Skip to content

Setup and Cohort Building

This page walks through the actual code from run.jl and 02_cohort_definition.jl - loading configuration, connecting to the database, and building cohorts.

Configuration File

The workflow is driven by a single config.toml file. Copy config.toml.example -> config.toml and set your paths.

toml
[database]
path = "/path/to/your/omop_cdm.duckdb"

[schema]
name = "dbt_synthea_dev"

[cohorts]
target_json  = "data/definitions/Hypertension.json"
outcome_json = "data/definitions/Pneumonia.json"

target_cohort_id  = 1
outcome_cohort_id = 2

target_label  = "Hypertension (target)"
outcome_label = "Pneumonia (outcome)"

Loading Configuration

The pipeline starts by reading config.toml and validating that all paths exist.

julia
using TOML

config_file = joinpath(@__DIR__, "config.toml")
if !isfile(config_file)
    error("""
    config.toml not found.
    Copy config.toml.example -> config.toml and set your paths.
    """)
end
config = TOML.parsefile(config_file)

const DB_PATH = config["database"]["path"]
const SCHEMA = config["schema"]["name"]

if !isfile(DB_PATH)
    error("DuckDB file not found at: $DB_PATH")
end

From 01_data_loader.jl, the cohort JSON paths are validated:

julia
target_json = joinpath(@__DIR__, "..", config["cohorts"]["target_json"])
outcome_json = joinpath(@__DIR__, "..", config["cohorts"]["outcome_json"])

if !isfile(target_json)
    error("Target JSON not found: $target_json")
end
if !isfile(outcome_json)
    error("Outcome JSON not found: $outcome_json")
end

println("Target:  $(basename(target_json))")
println("Outcome: $(basename(outcome_json))")

Connecting to DuckDB

DuckDB is an embedded analytical database - no server needed, just a single file.

julia
using DuckDB
using DBInterface: DBInterface

const conn = DBInterface.connect(DuckDB.DB, DB_PATH)
DBInterface.execute(conn, "PRAGMA max_temp_directory_size='50GB'")

STORED ROWS —
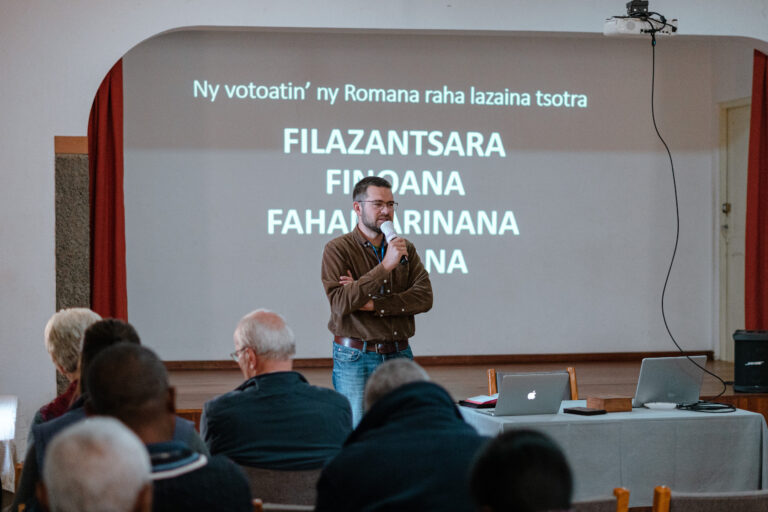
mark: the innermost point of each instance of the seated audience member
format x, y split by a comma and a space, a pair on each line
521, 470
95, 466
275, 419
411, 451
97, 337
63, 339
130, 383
==
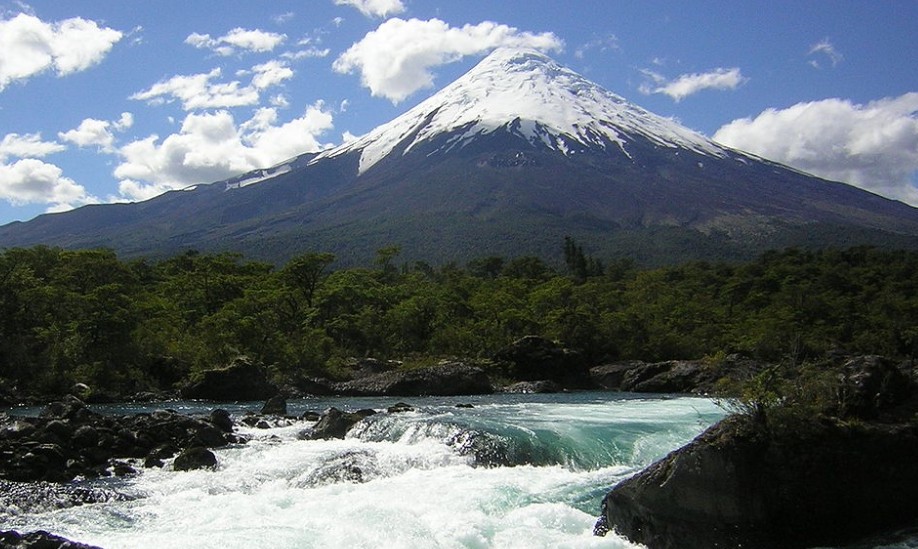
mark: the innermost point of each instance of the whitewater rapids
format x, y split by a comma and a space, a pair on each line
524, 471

DIRECTION 1 —
Answer these from the setup and cohort building page:
(a) Which file is copied to create config.toml?
(b) What value is given for outcome_cohort_id?
(c) What PRAGMA statement is executed on the DuckDB connection?
DIRECTION 2 — Carry on the setup and cohort building page from its final line.

TASK RESPONSE 1 —
(a) config.toml.example
(b) 2
(c) PRAGMA max_temp_directory_size='50GB'

TASK RESPONSE 2 —
Translating Cohort JSON to SQL

OHDSICohortExpressions.jl converts ATLAS cohort JSON into SQL via FunSQL.jl.

From 02_cohort_definition.jl:

julia
import DBInterface: execute
import FunSQL: reflect, render
import OHDSICohortExpressions: translate
using DataFrames

target_def = read(TARGET_JSON, String)
outcome_def = read(OUTCOME_JSON, String)

function build_cohort(definition, cohort_id, conn)
    catalog = reflect(conn; schema=SCHEMA, dialect=:duckdb)
    sql = render(catalog, translate(definition; cohort_definition_id=cohort_id))
    execute(
        conn,
        """
        INSERT INTO $SCHEMA.cohort
        SELECT * FROM ($sql) AS foo;
        """
    )
end

What this does:

  1. reflect - reads the live database schema

  2. translate - converts ATLAS JSON -> FunSQL expression

  3. render - turns the FunSQL expression into valid DuckDB SQL

  4. execute - inserts the cohort rows into the OMOP cohort table

Building Both Cohorts

The workflow clears any existing cohorts with the same IDs, then builds fresh ones:

julia
execute(
    conn,
    "DELETE FROM $SCHEMA.cohort WHERE cohort_definition_id IN ($TARGET_COHORT_ID, $OUTCOME_COHORT_ID)"
)

for (defn, id, label) in [
    (target_def, TARGET_COHORT_ID, TARGET_LABEL),
    (outcome_def, OUTCOME_COHORT_ID, OUTCOME_LABEL),
]
    println("Building: $label ...")
    try
        build_cohort(defn, id, conn)
        n = DataFrame(
            execute(
                conn,
                "SELECT COUNT(*) AS n FROM $SCHEMA.cohort WHERE cohort_definition_id = $id"
            )
        )[1, :n]
        println("Done - $n rows")
    catch e
        msg = sprint(showerror, e)
        error("""
            Cohort build failed for: $label (id=$id)

            Error: $msg

            This usually means the cohort JSON downloaded from ATLAS is missing a field
            that OHDSICohortExpressions.jl expects (e.g. CollapseSettings).

            Possible fixes:
              1. Open the cohort in ATLAS, ensure it is fully configured, then re-export / re-run.
              2. Check the JSON at: $(id == TARGET_COHORT_ID ? TARGET_JSON : OUTCOME_JSON)
              3. Browse valid cohort definitions at: https://atlas-demo.ohdsi.org/#/cohortdefinitions
        """)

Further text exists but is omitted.